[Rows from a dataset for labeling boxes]
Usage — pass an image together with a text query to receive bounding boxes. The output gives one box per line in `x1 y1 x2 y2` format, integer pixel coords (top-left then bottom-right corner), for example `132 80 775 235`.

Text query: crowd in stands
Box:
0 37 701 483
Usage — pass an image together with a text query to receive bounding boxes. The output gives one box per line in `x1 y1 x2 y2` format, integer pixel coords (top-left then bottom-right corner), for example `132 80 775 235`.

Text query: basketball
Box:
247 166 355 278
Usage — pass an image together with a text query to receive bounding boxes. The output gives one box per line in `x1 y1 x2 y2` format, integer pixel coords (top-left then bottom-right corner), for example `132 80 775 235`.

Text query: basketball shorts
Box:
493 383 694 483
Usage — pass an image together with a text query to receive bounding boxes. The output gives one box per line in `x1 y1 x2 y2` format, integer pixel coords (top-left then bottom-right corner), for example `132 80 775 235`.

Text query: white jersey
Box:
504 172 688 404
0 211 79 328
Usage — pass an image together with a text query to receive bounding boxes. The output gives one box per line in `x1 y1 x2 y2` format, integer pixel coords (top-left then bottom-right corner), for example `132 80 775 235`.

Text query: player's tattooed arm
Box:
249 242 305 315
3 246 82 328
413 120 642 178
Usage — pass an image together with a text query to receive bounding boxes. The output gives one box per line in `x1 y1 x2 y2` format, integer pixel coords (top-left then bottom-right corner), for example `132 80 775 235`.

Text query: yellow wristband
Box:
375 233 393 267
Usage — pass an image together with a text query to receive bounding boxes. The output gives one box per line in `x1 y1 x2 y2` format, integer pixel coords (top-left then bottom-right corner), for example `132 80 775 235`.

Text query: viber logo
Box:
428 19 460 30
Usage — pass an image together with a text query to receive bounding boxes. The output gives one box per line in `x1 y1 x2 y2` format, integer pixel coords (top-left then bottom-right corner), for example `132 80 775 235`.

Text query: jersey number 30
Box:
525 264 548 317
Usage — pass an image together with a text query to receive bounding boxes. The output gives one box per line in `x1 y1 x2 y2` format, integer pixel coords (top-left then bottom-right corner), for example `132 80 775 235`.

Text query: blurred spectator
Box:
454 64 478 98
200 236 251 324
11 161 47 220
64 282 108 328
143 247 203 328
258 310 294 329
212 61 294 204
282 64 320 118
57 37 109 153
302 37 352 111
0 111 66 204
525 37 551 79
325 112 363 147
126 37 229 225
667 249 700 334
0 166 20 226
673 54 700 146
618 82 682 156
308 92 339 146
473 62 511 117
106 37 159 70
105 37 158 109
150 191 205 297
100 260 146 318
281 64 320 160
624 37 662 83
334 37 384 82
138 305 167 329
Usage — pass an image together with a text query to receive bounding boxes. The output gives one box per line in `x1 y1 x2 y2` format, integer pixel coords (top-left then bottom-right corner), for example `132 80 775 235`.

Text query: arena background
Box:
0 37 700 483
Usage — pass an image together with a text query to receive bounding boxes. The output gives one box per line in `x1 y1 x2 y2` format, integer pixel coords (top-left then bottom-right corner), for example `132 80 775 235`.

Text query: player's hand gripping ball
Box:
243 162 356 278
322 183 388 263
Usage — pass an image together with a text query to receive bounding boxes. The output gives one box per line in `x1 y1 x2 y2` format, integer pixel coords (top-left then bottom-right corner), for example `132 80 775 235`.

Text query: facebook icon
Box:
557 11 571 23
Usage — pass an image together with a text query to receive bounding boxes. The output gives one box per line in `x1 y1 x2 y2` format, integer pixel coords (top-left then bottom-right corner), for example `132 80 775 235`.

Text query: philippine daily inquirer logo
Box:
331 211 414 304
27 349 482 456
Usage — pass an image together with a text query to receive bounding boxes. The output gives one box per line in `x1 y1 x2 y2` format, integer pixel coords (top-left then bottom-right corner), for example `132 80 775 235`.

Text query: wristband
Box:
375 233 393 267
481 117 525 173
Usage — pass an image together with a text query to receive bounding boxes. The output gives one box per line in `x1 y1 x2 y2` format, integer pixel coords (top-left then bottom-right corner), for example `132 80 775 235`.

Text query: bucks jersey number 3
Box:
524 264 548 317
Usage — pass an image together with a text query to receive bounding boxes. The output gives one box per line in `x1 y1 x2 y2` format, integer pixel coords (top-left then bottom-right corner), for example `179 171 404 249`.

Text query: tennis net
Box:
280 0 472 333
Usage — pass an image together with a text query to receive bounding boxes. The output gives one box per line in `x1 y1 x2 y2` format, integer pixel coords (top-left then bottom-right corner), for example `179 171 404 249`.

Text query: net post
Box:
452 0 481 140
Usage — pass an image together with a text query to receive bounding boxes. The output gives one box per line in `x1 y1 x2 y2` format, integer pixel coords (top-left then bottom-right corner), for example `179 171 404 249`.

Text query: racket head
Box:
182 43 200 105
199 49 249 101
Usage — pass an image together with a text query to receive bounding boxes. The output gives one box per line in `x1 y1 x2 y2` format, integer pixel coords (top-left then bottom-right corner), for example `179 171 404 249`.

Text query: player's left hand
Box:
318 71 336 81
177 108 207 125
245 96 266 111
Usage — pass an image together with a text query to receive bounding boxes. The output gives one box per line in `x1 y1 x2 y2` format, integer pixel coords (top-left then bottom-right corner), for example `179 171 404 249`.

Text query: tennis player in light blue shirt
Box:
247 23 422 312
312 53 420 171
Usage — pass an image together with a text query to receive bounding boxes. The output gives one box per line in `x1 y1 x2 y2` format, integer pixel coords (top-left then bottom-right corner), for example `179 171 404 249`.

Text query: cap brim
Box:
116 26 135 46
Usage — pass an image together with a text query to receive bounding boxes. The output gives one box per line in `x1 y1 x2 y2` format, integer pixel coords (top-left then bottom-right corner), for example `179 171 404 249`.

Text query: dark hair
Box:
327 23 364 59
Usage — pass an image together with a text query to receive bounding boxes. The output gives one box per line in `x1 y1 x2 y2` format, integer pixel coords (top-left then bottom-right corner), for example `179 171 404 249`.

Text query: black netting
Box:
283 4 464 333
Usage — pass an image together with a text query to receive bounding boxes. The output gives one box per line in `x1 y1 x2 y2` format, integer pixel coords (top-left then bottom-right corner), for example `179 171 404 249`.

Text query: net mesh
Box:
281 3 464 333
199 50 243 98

*EXERCISE AIM*
Select every line in the entries that contains the word "wristband", and copy each of those lines.

*FINAL RESULT*
Text query: yellow wristband
Text query: wristband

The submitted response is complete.